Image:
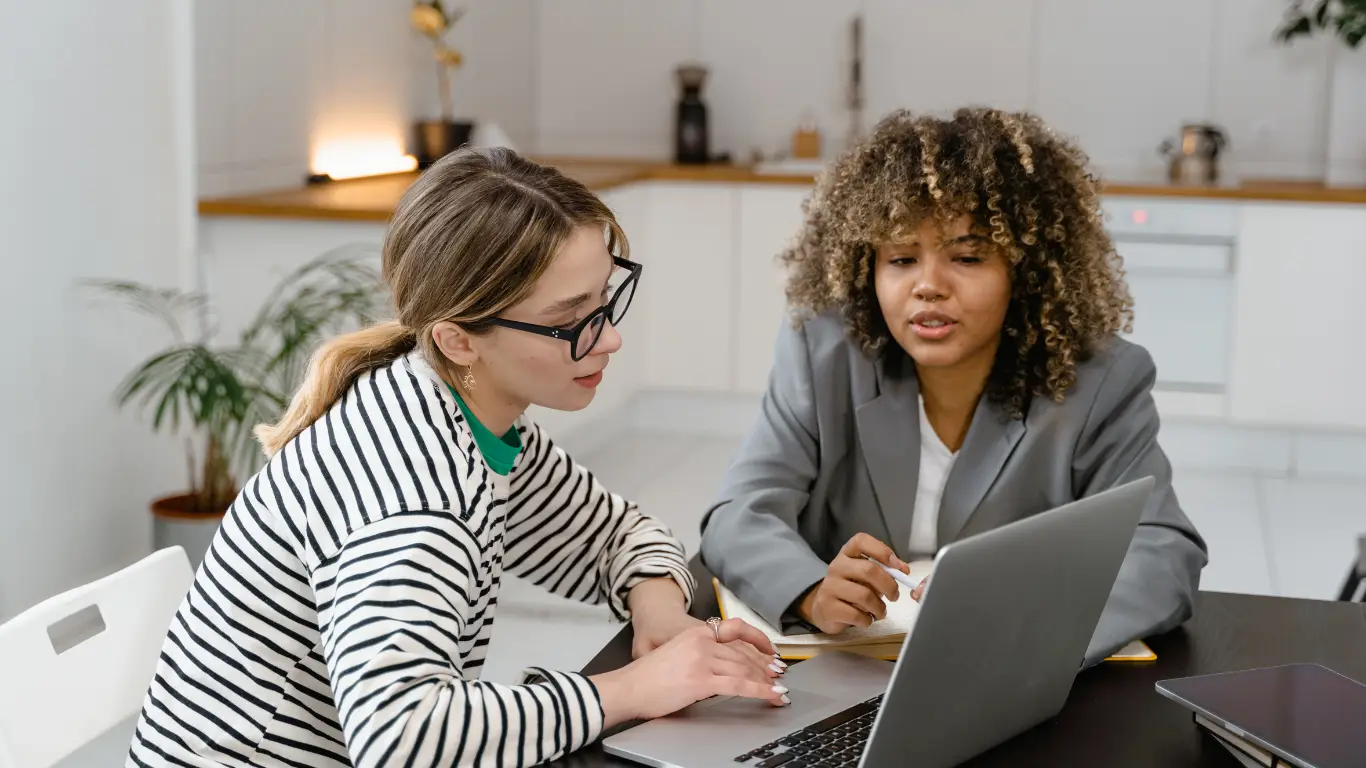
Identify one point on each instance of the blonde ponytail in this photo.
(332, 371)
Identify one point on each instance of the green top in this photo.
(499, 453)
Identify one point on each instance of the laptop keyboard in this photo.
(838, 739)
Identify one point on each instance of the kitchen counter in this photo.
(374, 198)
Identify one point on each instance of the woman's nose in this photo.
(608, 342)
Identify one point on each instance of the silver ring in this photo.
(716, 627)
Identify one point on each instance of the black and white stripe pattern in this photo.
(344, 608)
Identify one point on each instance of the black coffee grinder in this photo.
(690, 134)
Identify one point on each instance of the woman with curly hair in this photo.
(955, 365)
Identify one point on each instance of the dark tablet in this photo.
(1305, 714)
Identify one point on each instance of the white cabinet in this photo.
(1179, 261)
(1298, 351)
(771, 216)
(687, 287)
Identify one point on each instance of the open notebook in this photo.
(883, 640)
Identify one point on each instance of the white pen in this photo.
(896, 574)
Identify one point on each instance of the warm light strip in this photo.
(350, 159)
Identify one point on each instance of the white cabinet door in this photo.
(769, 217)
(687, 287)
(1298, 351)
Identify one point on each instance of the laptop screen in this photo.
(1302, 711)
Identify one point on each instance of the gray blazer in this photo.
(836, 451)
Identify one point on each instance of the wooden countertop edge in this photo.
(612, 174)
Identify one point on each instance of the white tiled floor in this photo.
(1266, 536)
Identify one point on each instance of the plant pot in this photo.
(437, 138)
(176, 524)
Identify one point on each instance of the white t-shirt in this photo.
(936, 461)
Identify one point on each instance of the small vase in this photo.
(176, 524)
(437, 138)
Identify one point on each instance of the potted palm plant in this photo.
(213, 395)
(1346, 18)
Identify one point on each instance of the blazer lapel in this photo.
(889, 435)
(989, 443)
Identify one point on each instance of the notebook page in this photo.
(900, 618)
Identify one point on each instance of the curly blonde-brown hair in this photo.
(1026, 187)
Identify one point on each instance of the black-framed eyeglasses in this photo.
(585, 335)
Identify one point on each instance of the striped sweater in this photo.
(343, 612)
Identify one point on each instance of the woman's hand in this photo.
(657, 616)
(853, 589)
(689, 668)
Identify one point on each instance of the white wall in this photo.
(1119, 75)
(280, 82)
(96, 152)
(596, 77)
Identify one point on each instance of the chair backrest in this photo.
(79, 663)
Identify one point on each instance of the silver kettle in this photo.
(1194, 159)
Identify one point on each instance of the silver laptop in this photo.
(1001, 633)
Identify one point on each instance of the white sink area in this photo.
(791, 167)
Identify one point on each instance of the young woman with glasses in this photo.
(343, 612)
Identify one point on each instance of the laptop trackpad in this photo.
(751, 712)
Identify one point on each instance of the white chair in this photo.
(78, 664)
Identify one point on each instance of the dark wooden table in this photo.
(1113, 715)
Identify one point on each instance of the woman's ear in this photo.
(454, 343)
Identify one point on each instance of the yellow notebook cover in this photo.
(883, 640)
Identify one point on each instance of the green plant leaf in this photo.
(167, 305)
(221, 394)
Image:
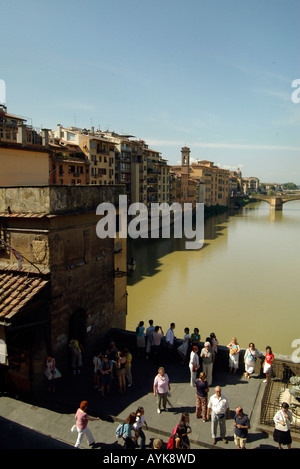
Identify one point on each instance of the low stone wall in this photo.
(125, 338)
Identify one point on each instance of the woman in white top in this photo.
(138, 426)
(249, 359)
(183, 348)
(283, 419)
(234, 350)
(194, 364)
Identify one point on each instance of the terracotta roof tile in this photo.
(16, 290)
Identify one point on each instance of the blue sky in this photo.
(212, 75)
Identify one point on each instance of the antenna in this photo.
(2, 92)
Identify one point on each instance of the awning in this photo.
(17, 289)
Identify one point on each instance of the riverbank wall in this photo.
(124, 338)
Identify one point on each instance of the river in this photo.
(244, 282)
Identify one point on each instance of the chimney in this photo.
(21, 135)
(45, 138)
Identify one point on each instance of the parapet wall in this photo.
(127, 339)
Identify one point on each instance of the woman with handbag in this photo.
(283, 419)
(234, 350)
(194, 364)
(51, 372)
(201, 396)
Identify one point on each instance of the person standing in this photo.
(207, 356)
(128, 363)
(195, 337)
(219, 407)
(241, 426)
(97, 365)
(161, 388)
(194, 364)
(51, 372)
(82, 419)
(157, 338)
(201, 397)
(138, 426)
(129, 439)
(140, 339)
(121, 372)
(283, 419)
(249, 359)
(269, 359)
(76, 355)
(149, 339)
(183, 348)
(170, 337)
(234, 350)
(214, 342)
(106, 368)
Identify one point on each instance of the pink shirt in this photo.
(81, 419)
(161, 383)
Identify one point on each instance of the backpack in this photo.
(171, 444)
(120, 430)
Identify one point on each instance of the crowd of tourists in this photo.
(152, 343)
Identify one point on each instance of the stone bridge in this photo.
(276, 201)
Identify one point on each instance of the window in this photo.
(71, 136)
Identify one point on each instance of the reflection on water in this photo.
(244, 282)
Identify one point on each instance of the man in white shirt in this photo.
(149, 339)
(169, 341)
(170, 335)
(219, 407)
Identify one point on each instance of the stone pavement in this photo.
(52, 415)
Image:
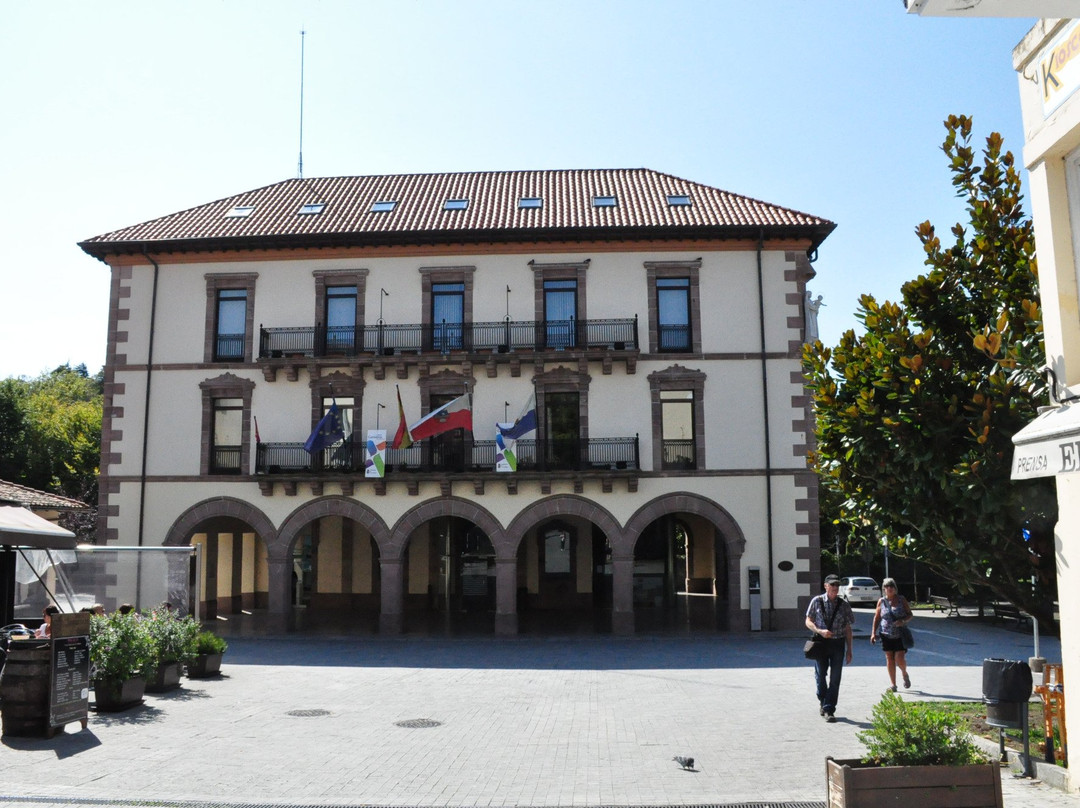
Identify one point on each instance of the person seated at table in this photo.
---
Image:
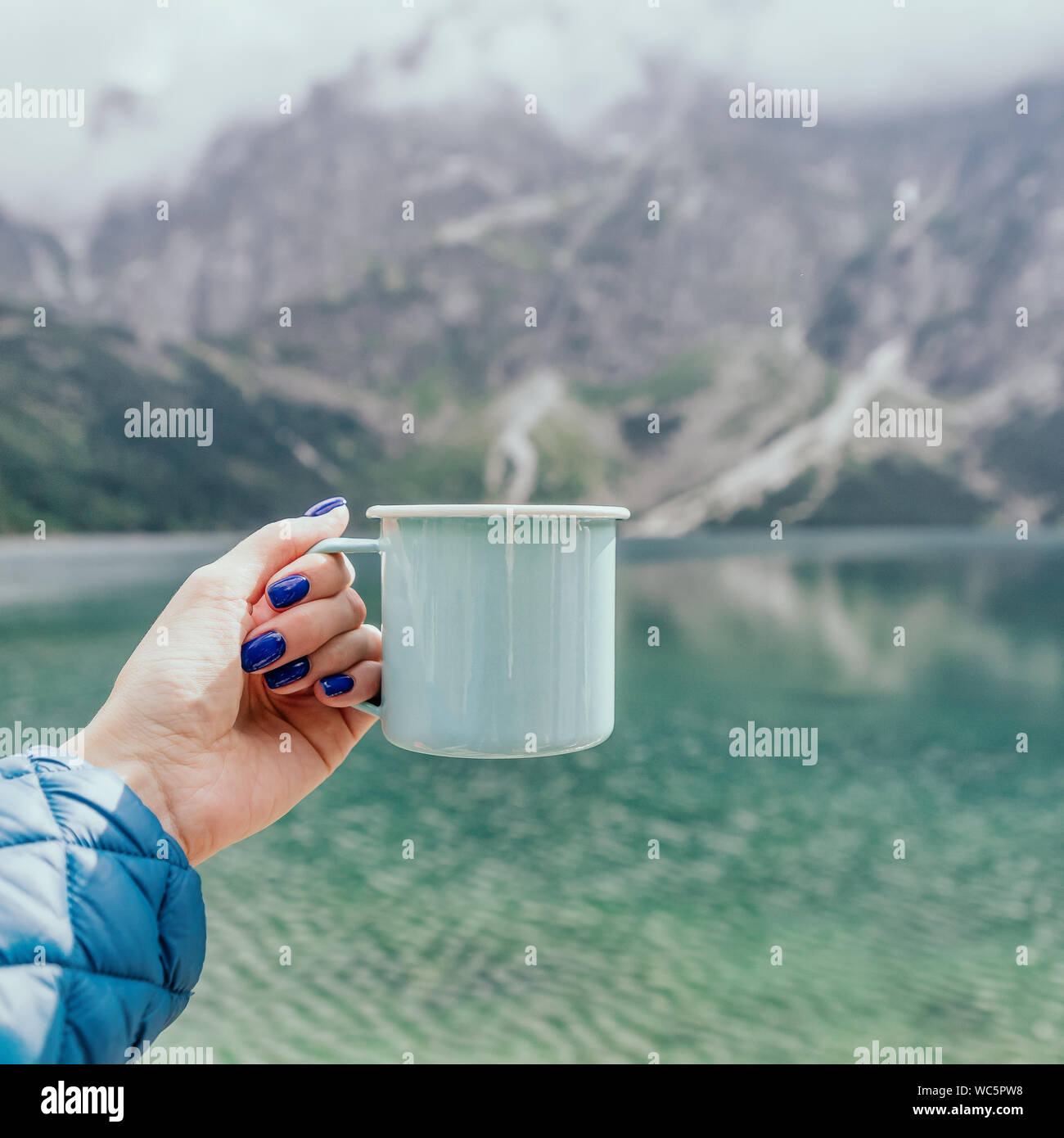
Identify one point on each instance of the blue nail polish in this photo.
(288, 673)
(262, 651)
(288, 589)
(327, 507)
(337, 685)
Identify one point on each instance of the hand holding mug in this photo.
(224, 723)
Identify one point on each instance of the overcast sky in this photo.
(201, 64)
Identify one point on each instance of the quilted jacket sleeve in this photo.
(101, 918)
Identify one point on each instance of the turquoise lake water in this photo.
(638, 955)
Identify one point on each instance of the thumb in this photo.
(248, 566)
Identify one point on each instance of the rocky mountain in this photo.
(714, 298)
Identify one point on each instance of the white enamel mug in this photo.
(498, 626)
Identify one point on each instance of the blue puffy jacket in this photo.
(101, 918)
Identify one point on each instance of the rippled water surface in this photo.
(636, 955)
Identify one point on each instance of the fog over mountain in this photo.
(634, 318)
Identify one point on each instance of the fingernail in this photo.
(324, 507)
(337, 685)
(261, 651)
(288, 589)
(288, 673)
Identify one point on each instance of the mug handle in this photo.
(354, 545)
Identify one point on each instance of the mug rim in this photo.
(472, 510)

WORK TO BE COMPLETED → Pull out each line in the material above that contains the word “curly”.

ANSWER FOR THIS EXERCISE →
Identify one point on each instance of the woman with curly hair in this photo.
Identify one point on each instance of the curly blonde-brown hair in this photo.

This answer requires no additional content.